**DOCUMENT TEXT**
........

The interaction between Melchizedek and Abraham is mysterious for many reasons. We don’t really know anything about Melchizedek, except that he’s from Salem, which is believed to be an early form of Jerusalem. 

But he shows up on the scene rather unexpectedly. And he makes it clear that he worships the Triune God. Then he performs two priestly functions of taking the tithe and blessing Abraham. 

But what’s even more incredible is that he isn’t an Israelite. He’s a foreigner. Therefore, he could not be a priest after the Levitical order. In fact, this episode took place well before the Levitical priesthood was ever established. 

The priesthood really begins with Moses’s brother Aaron. God established Aaron as the first high priest of Israel. From Aaron, the tribe of the Levites were assigned by God to be the priests. God established the Levitical priesthood.

The priests were responsible for representing the people to God and God to the people. Which was certainly a weighty responsibility.

........

**SUPPLIED DATA**
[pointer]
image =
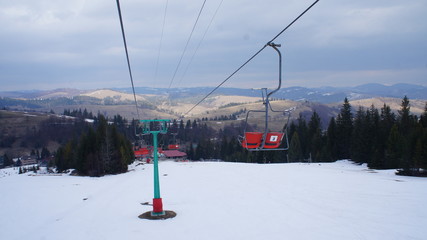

........

**EXERCISE**
Please name the person the Melchizedek passage says God established as the first high priest of Israel.

**RESULT FOR THIS TASK**
Aaron, the brother of Moses.